> YOUR GOAL
Rewrite the stretch of records from "Task: point out each instance of the green shrub" through "(1085, 259)", replacing "green shrub" with "leafy bush" and leaving everything else unchanged. Return only those lines.

> Labeled-object pointing records
►

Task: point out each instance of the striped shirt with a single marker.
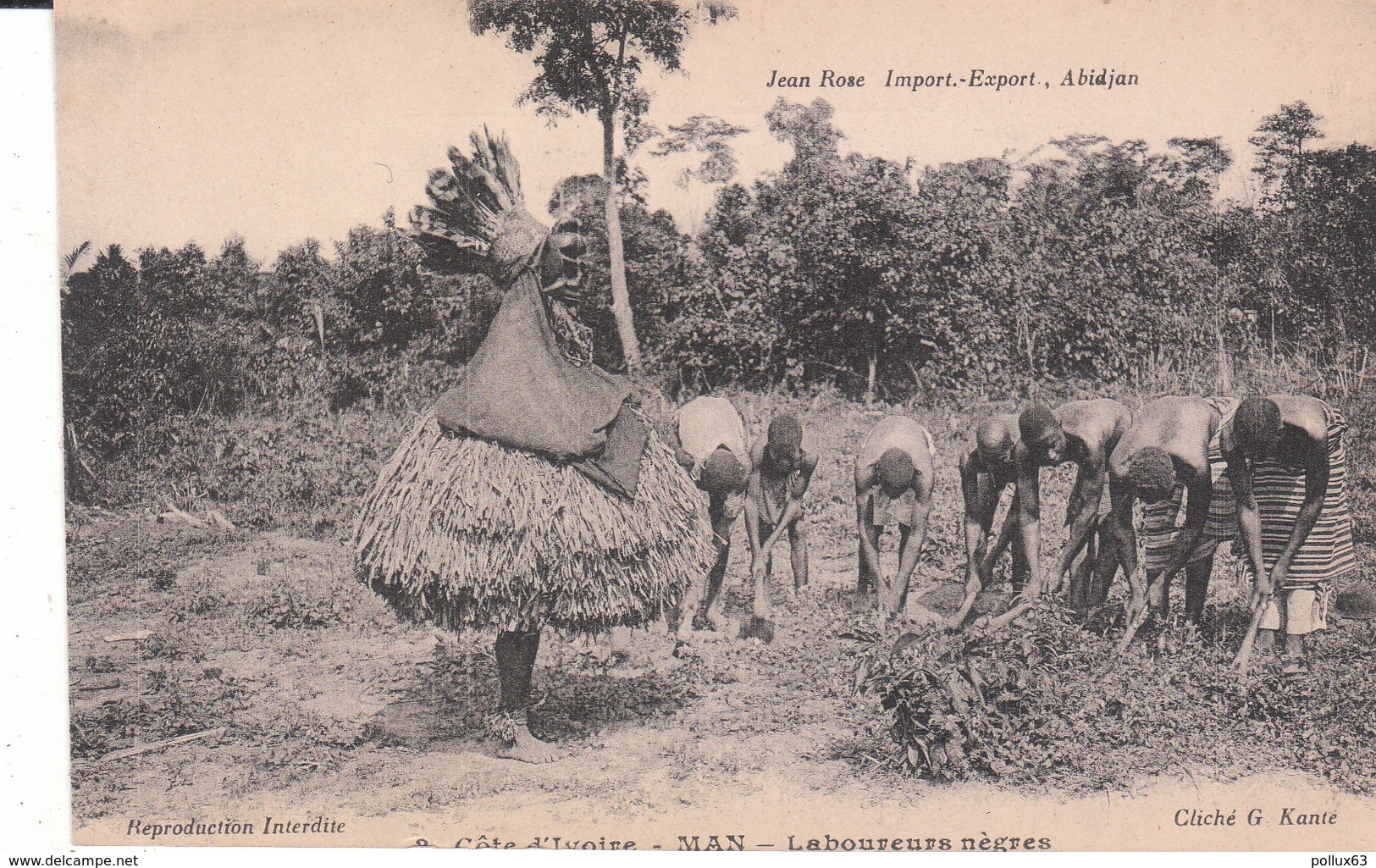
(1327, 552)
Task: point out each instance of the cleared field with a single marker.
(330, 703)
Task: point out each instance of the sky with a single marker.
(282, 120)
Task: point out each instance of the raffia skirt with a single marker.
(467, 533)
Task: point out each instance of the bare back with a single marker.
(1182, 427)
(1093, 428)
(898, 432)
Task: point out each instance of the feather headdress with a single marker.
(477, 219)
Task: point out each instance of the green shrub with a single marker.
(1049, 703)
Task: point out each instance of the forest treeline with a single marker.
(1085, 259)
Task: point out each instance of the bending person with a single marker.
(709, 439)
(1169, 458)
(1290, 471)
(893, 475)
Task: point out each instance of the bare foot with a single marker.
(528, 749)
(757, 628)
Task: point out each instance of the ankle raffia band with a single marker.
(506, 724)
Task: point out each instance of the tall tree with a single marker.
(590, 54)
(1280, 146)
(705, 135)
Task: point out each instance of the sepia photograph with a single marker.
(700, 425)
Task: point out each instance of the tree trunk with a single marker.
(620, 296)
(869, 380)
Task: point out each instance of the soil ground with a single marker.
(332, 706)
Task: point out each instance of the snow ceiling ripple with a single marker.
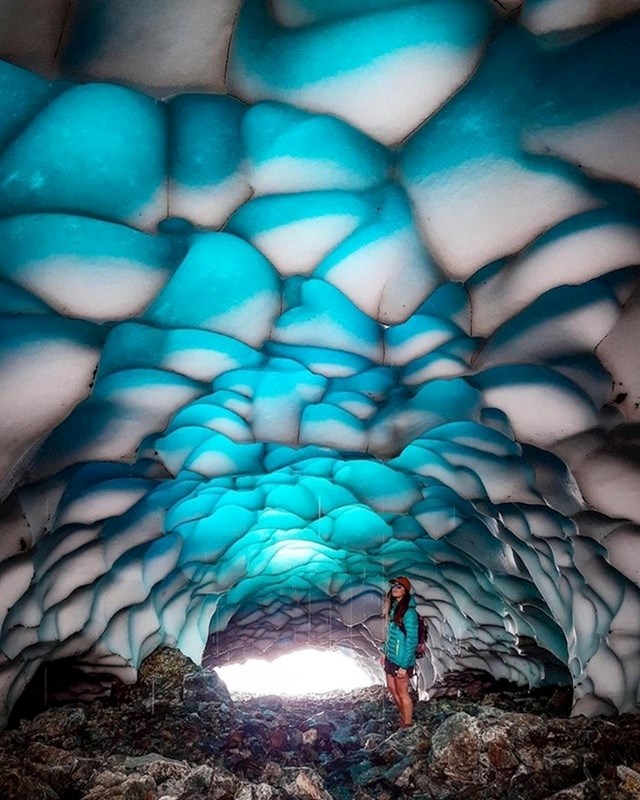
(350, 293)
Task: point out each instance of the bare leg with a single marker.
(391, 686)
(404, 701)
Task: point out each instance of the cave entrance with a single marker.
(298, 673)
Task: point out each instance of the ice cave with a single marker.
(300, 295)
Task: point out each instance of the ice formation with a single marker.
(349, 294)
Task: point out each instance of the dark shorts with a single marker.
(391, 669)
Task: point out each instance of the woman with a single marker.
(400, 645)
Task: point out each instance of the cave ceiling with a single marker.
(299, 296)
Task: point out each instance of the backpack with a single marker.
(423, 634)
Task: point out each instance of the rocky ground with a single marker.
(179, 737)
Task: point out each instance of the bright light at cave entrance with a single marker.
(303, 672)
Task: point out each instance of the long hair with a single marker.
(397, 610)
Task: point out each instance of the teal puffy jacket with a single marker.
(399, 647)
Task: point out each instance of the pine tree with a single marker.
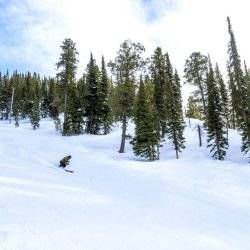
(223, 96)
(93, 120)
(104, 107)
(215, 126)
(124, 68)
(158, 75)
(17, 108)
(146, 139)
(195, 74)
(35, 114)
(67, 65)
(240, 95)
(175, 121)
(194, 110)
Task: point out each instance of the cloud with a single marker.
(32, 31)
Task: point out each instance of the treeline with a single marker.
(221, 104)
(144, 90)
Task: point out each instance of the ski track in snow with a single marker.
(116, 201)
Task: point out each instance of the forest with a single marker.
(146, 91)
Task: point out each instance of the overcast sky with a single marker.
(31, 31)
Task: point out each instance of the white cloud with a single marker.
(100, 26)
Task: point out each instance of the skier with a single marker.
(65, 161)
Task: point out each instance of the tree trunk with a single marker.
(123, 140)
(177, 154)
(203, 101)
(199, 134)
(11, 104)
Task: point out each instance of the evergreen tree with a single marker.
(158, 74)
(175, 121)
(240, 96)
(17, 108)
(35, 114)
(223, 96)
(194, 110)
(125, 67)
(195, 74)
(92, 112)
(146, 139)
(104, 107)
(215, 126)
(67, 67)
(233, 99)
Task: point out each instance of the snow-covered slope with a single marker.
(116, 202)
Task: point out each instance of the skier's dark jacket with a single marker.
(65, 161)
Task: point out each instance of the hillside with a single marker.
(115, 201)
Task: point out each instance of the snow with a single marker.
(116, 201)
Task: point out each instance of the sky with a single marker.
(31, 31)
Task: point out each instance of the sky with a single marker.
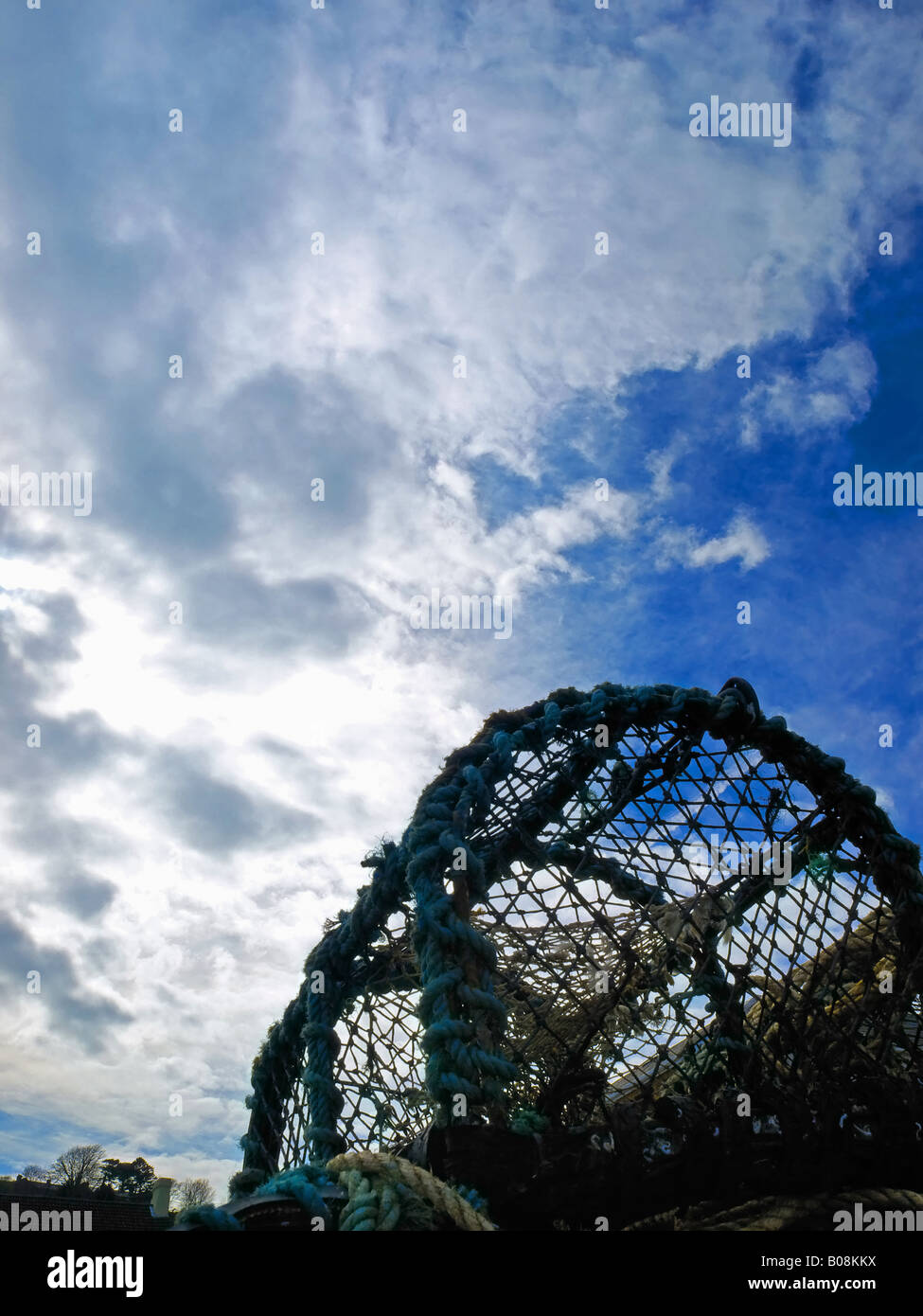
(215, 702)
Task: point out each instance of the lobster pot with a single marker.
(637, 948)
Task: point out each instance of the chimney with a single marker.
(159, 1198)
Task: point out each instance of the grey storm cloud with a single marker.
(216, 816)
(233, 608)
(74, 1011)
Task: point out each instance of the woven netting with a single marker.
(620, 910)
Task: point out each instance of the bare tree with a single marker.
(191, 1193)
(80, 1167)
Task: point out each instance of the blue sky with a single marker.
(203, 792)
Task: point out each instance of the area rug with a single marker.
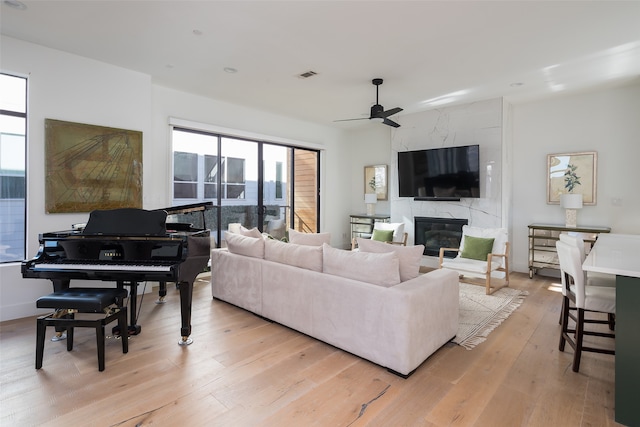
(480, 313)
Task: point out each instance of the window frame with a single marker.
(24, 196)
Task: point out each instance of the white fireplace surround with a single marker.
(479, 123)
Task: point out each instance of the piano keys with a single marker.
(127, 246)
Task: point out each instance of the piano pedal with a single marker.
(59, 336)
(185, 341)
(61, 312)
(132, 329)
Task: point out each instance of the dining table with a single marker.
(619, 255)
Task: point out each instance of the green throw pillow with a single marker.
(476, 248)
(382, 235)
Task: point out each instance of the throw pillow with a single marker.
(243, 245)
(376, 268)
(476, 248)
(397, 227)
(303, 256)
(309, 239)
(382, 235)
(409, 257)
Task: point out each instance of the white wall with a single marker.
(72, 88)
(606, 121)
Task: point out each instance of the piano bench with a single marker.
(83, 300)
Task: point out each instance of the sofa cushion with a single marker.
(243, 245)
(254, 232)
(382, 235)
(309, 239)
(375, 268)
(303, 256)
(409, 257)
(476, 248)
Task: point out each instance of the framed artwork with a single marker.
(572, 173)
(375, 181)
(91, 167)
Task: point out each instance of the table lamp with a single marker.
(571, 202)
(371, 199)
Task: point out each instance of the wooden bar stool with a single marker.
(69, 301)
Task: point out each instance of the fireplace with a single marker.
(436, 233)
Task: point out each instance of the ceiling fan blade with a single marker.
(349, 120)
(390, 112)
(391, 123)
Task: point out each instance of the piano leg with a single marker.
(162, 293)
(186, 296)
(60, 285)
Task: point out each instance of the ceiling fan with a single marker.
(377, 110)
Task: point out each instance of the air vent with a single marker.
(307, 74)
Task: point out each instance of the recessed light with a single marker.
(15, 4)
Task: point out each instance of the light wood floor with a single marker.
(242, 370)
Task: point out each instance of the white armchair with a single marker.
(481, 257)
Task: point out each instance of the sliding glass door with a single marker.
(258, 184)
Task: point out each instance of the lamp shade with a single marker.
(370, 198)
(571, 201)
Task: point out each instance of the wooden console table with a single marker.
(543, 238)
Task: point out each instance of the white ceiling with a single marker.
(428, 52)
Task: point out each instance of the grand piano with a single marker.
(128, 246)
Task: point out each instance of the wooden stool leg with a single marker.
(124, 332)
(100, 344)
(41, 329)
(579, 337)
(69, 338)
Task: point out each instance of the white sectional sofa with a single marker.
(355, 301)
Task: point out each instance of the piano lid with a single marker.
(127, 221)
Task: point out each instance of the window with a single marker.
(249, 181)
(13, 127)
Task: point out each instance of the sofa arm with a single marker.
(421, 316)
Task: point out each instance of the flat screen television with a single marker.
(440, 173)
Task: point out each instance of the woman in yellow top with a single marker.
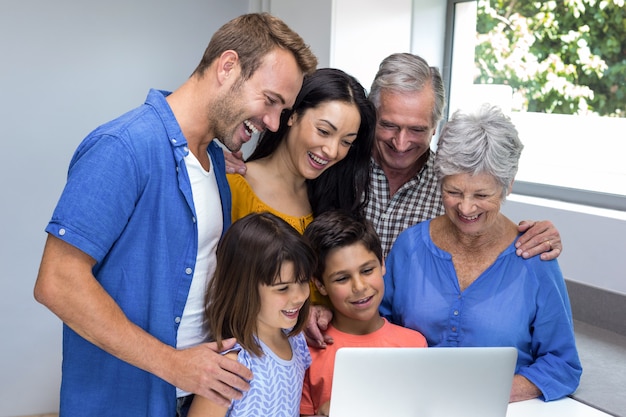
(317, 160)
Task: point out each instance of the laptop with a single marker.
(422, 382)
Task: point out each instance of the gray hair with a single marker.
(484, 142)
(404, 72)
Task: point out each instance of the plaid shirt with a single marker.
(417, 200)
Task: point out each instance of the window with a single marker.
(562, 87)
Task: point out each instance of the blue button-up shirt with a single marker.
(128, 204)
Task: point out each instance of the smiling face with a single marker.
(321, 136)
(404, 130)
(281, 302)
(353, 280)
(256, 104)
(472, 202)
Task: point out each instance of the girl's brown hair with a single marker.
(251, 253)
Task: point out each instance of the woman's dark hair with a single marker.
(251, 253)
(344, 185)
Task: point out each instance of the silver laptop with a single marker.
(422, 382)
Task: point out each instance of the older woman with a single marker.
(456, 278)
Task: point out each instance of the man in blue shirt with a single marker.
(131, 243)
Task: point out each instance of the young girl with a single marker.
(260, 296)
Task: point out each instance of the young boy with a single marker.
(350, 273)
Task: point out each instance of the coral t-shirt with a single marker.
(318, 378)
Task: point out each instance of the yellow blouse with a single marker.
(245, 201)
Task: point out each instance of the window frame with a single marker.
(551, 192)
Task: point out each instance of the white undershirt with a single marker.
(206, 199)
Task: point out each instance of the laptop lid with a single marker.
(422, 382)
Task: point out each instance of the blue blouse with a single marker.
(276, 388)
(515, 302)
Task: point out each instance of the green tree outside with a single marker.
(565, 57)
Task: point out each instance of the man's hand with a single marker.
(538, 238)
(234, 162)
(317, 323)
(204, 371)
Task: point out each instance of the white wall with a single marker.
(67, 66)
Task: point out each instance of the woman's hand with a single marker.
(538, 238)
(523, 389)
(234, 162)
(317, 323)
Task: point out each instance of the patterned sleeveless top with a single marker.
(276, 388)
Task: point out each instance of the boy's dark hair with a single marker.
(337, 229)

◄

> RESULT OF THE TASK
Task: point out each instance of the leafy bush with a single marker.
(1049, 703)
Task: point out each instance of the forest treeline with a single marker.
(1085, 259)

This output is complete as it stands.